## Task brief
Write out an exact copy of the line with "of the office" and of each line after it, through the end of the records below.

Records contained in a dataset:
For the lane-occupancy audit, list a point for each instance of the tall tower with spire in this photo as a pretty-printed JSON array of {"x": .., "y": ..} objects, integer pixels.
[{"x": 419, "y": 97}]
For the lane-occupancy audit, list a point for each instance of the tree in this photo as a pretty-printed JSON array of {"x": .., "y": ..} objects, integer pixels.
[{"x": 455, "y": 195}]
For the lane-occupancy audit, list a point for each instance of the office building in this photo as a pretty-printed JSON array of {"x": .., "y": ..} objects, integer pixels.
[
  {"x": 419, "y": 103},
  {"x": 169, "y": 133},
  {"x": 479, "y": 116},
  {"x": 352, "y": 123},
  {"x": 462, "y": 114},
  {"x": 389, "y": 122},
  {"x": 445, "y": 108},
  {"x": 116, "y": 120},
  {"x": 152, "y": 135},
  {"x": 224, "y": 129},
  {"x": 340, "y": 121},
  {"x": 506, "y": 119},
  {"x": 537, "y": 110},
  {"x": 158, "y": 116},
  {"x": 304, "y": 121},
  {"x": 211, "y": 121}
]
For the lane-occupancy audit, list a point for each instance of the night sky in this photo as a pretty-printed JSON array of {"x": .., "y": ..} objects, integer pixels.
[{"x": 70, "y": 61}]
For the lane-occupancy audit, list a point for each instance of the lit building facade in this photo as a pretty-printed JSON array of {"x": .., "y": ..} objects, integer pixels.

## Written solution
For the lane-occupancy audit, list a point for each instance of the office building in this photo as a pretty-printed JSON array of {"x": .., "y": ..} objects, integer pixels.
[
  {"x": 419, "y": 103},
  {"x": 169, "y": 133},
  {"x": 479, "y": 116},
  {"x": 352, "y": 123},
  {"x": 462, "y": 114},
  {"x": 389, "y": 122},
  {"x": 445, "y": 108},
  {"x": 116, "y": 120},
  {"x": 152, "y": 135},
  {"x": 224, "y": 129},
  {"x": 340, "y": 121},
  {"x": 506, "y": 119},
  {"x": 537, "y": 110},
  {"x": 158, "y": 116},
  {"x": 304, "y": 121},
  {"x": 211, "y": 121}
]
For the lane-occupancy audit, list a point for each instance of the night sky in this photo as a pretty-printed JSON array of {"x": .., "y": ..} objects, integer pixels.
[{"x": 70, "y": 61}]
For the lane-occupancy audit, list a point for each instance of the lit building facade in this photo as a pretty-printed JSON array of {"x": .., "y": ..} objects, integer pixels.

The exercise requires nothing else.